- OBJECTIVE: Replace every "report" in the data below with "give", and leave everything else unchanged.

- MATERIAL TO PROCESS:
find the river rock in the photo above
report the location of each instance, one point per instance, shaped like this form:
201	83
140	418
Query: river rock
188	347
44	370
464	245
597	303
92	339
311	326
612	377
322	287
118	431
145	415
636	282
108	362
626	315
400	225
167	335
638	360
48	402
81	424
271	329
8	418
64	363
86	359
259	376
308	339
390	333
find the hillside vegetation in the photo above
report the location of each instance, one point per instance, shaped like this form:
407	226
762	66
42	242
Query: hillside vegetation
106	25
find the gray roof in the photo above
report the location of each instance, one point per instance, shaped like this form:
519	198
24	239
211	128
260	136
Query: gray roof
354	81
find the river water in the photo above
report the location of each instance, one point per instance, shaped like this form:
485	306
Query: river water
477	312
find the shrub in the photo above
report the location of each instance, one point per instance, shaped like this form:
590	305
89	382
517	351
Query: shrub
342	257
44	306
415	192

- RESPONSE BELOW:
find the river rock in the photo above
give the location of each instance, one point per instance, shaped like this form:
201	83
140	418
Query: river rock
188	347
44	370
464	245
597	303
92	339
311	326
612	377
322	287
118	431
145	415
636	282
108	362
626	315
400	225
167	335
638	360
48	402
81	424
271	329
8	418
64	363
86	359
259	376
308	339
390	333
find the hillside vegetation in the photo above
give the location of each instance, one point per instance, shaped like this form:
407	226
762	66
42	242
Query: hillside vegetation
106	25
find the gray roof in the photo above
give the location of each instance, one point per instance, shaped like this form:
519	198
24	239
211	128
260	136
Query: gray roof
354	81
find the river water in the photo above
give the location of each instance, one point per instance, shaped like this form:
485	306
Query: river water
477	312
find the shrub in the photo above
give the location of each instance, one point per instance, shaped like this form:
590	305
89	382
517	351
Query: shrub
342	257
44	306
415	192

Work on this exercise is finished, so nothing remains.